## Text shown
__________

Sam's Club is laying off 2,300 workers as the warehouse club seeks to reduce the level of middle managers. The staff reduction is roughly 2% of Sam's workforce, and is the largest staff reduction by the retailer since 2010.
It is unclear if any of these layoffs will come from the corporate headquarters in Bentonville. The retailer has not returned multiple requests for additional information.
Bill Durling, a Sam’s Club spokesman, reportedly said the layoffs would target a combination of salaried assistant managers and hourly employees. Certain positions, like telephone attendants, will be eliminated.
“We realized we had pretty much the same club structure whether a club had $50 million in revenue or $100 million in revenue,” Durling said of the distribution of assistant managers. “What we’re trying to do is balance our resources.”

__________

Extracted records
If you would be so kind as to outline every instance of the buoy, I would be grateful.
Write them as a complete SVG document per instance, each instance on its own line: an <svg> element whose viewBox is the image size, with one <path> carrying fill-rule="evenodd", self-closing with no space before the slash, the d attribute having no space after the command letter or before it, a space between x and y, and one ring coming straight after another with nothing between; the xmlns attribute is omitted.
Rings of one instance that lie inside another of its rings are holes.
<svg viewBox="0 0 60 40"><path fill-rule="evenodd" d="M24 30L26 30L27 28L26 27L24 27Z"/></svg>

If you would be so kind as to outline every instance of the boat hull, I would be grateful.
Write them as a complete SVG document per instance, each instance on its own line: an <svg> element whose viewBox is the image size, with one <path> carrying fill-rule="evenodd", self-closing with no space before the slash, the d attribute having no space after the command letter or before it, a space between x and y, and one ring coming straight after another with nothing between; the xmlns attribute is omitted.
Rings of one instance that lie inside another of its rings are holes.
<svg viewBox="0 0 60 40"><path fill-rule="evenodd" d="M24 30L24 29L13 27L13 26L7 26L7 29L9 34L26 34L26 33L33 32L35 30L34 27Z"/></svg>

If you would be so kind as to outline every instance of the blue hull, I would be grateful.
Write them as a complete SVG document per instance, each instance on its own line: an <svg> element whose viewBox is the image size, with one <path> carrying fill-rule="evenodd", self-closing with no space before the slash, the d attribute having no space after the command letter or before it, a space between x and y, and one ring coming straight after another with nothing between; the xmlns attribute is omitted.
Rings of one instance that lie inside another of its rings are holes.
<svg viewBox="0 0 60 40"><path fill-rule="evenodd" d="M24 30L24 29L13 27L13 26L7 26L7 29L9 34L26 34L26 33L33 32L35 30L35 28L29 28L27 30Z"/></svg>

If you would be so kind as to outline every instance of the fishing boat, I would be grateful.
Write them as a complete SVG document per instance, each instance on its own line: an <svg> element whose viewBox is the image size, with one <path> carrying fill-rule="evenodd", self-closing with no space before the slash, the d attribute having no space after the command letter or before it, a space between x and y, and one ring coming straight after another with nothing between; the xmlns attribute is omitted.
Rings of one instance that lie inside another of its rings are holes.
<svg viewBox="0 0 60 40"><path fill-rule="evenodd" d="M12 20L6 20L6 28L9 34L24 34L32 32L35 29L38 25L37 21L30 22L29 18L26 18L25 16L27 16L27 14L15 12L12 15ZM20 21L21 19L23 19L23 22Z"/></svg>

__________

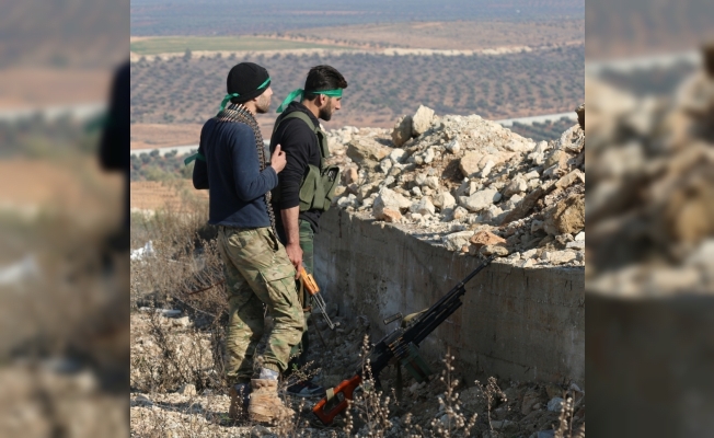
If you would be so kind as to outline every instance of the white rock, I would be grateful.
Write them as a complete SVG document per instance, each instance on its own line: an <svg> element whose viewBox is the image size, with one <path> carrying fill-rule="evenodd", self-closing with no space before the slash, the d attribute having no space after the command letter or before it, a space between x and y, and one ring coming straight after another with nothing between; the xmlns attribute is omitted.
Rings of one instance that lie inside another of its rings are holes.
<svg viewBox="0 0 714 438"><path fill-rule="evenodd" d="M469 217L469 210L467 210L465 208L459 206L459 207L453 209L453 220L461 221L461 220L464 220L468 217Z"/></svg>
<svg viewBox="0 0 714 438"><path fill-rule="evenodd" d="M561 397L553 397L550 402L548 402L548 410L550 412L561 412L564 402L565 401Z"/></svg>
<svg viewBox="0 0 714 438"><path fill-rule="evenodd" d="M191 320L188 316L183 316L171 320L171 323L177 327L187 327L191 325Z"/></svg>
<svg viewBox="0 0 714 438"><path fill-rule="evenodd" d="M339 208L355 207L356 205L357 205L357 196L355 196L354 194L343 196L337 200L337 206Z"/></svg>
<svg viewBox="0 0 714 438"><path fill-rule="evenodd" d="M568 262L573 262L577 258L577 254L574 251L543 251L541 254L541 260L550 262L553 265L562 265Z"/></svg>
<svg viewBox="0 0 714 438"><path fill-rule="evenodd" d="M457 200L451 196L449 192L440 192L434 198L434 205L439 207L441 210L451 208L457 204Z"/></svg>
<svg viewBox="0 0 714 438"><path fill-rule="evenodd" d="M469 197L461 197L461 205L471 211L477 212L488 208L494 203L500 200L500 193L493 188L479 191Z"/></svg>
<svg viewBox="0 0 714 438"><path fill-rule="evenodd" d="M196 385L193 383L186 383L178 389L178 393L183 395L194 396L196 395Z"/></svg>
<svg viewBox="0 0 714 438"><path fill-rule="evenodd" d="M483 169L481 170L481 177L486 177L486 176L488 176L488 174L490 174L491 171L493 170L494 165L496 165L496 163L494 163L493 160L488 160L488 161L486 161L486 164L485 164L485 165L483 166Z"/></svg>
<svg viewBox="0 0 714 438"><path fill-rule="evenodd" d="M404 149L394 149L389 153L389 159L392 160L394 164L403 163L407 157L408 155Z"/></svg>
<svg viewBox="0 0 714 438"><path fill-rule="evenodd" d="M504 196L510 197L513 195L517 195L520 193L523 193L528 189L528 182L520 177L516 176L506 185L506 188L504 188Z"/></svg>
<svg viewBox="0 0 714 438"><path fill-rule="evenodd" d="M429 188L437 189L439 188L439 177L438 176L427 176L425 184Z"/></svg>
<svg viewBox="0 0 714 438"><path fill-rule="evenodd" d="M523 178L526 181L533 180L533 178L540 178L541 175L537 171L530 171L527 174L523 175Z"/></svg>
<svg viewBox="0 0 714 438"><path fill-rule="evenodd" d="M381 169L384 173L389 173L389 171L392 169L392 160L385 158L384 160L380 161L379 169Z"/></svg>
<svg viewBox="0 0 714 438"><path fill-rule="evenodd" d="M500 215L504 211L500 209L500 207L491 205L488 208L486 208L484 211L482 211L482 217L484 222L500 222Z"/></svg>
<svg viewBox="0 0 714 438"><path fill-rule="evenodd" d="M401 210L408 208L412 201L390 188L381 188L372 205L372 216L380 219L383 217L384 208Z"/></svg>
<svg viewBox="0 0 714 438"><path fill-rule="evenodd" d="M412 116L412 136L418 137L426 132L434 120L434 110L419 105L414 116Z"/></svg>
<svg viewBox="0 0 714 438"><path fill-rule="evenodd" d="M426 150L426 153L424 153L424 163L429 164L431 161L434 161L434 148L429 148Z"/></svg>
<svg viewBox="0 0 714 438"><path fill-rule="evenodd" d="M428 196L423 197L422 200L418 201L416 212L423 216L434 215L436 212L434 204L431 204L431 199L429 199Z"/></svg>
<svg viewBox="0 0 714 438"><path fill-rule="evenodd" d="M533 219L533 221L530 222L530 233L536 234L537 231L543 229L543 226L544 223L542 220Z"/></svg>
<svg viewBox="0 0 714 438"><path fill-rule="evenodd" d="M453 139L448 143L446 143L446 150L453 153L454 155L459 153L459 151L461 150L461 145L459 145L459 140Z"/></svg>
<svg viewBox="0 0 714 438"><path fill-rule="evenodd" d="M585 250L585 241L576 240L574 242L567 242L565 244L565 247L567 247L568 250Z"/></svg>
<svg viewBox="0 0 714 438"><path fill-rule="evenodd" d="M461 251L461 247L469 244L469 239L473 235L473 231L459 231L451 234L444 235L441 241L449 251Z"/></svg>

__________

## What you will do
**1.** Rewrite the Sam's Club layoff report starting with "Bill Durling, a" and going on through "will be eliminated.", changing "telephone attendants" to "greeters".
**2.** In the Sam's Club layoff report, roughly what share of the retailer's workforce does the staff reduction represent?
**3.** Resume the Sam's Club layoff report after its final sentence.
These entries were taken from a different source than the Sam's Club layoff report.

## Answers to the exercises
**1.**
Bill Durling, a Sam’s Club spokesman, reportedly said the layoffs would target a combination of salaried assistant managers and hourly employees. Certain positions, like greeters, will be eliminated.

**2.** Roughly 2%.

**3.**
Sam’s Club, operating as division of Wal-Mart Stores Inc. has about 116,000 employees, Durling said, and the job cuts will affect about four employees a store. Employees will have 60 paid days to find another job at the company. If they are not successful, they will be eligible for severance.
Sam’s Club will open at least 15 new stores over the course of the next fiscal year, which begins in February.
Last year Wal-Mart Stores recorded sales of $466 billion, and $56.423 billion of that came from Sam’s Club. While Sam’s Club generates 12% of the sales revenue for the corporation, it only represents 7% of the retailer’s bottom line.
Under the direction of CEO Rosalind Brewer, Sam’s Club raised its annual membership fee last year to $45. The rate increase was softened with a coupon book offering $3,500 in savings. The rate increase had the potential to raise revenue by $82 million this year. Nearly half of $56 billion in revenue came from membership fees, according to Michael Dastugue, chief financial officer for Sam’s Club. He said in June there had been very little push back from the fee increase.
Analysts said this streamlining effort by Sam's Club is another tale-tell sign of troubles brewing in the retail sector. This announcement is third of its kind since the new year began.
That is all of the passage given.